[Excerpted text Boundary: Start]

Virtual worlds are computer-based environments-oftentimes hosted on the Internet and represented by graphics on a screen-that have become wildly popular tools for bringing real people together. Flesh and blood humans adopt “avatars,” graphical representations of themselves that may or may not look anything like the real deal, to interact with the virtual environment and other avatars. The most popular virtual world, Second Life, recently reported having 68,000 current users, and more than 15 million separate individuals have signed on since its 2003 inception.
Now, the Telemedicine and Advanced Technology Research Center (TATRC) of the U.S. Army Medical Research and Materiel Command (USAMRMC) has funded a project to build a virtual world for military service members who have amputations and for those amputees’ families. ADL Company, Bloomington, Maine; and Virtual Ability (VAI), Denver, Colorado, are the funding recipients and have begun a project to establish best practices and protocols for providing peer-support services for military amputees via an online universe. Linden Lab, San Francisco, California, owner of Second Life, has provided the test platform for what will become Amputee Virtual Environment Support Space (AVESS), a stand-alone virtual world with specially tailored features and security measures.
“For individuals with disabilities, virtual worlds are a powerful way to connect with others, to access peer support and to participate in activities that might not otherwise be possible,” said Alice Krueger, VAI president. “This project will establish the best way to adopt this technology for the unique needs of the military amputee community.”

[Excerpted text Boundary: End]
[Recorded data Boundary: Start]

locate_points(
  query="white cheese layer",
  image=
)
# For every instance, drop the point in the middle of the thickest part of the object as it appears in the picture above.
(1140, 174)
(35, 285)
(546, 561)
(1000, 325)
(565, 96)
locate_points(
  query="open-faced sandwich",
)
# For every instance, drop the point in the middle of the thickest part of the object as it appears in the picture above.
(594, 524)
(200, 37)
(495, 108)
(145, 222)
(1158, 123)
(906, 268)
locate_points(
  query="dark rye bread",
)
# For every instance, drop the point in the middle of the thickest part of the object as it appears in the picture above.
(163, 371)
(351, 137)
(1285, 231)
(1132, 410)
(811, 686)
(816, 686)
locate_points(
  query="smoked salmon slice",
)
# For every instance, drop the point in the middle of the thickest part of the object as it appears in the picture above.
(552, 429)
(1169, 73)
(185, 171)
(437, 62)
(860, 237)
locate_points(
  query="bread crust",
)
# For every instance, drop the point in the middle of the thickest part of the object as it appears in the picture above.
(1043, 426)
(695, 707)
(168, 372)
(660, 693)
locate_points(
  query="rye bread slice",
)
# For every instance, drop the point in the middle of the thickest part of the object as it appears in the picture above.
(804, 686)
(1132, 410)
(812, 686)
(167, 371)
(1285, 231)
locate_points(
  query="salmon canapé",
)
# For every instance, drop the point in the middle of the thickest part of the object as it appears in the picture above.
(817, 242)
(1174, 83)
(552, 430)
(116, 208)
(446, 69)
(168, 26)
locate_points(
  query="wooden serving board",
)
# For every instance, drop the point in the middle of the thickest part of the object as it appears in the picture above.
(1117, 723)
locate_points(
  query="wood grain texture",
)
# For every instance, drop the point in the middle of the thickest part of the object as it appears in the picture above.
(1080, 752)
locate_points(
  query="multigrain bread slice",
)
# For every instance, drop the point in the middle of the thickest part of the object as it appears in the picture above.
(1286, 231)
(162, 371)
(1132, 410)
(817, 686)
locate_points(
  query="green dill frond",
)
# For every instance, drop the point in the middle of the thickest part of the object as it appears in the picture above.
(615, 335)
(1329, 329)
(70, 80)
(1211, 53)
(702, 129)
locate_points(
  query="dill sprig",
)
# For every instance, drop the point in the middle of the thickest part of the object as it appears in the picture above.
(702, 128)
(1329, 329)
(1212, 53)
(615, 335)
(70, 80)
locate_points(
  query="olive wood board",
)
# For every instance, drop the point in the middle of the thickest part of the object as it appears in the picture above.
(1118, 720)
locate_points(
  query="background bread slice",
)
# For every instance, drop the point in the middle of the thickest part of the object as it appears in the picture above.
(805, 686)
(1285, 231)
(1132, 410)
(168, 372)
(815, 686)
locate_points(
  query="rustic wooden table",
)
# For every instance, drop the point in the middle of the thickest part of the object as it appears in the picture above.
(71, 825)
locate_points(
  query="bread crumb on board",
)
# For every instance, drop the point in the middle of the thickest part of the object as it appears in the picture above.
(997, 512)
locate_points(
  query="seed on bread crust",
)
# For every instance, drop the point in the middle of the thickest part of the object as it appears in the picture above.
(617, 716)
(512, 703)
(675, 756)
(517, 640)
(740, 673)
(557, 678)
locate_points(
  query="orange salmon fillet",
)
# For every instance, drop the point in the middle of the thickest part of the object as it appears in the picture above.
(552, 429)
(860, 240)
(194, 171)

[Recorded data Boundary: End]

■ **Your assignment**
Answer these questions using the text about virtual worlds for military amputees.
1. How many separate individuals have signed on to Second Life since it began?
2. Which company owns Second Life?
3. What position does Alice Krueger hold?

■ **Exercise answer**
1. More than 15 million
2. Linden Lab, of San Francisco, California
3. She is president of Virtual Ability (VAI).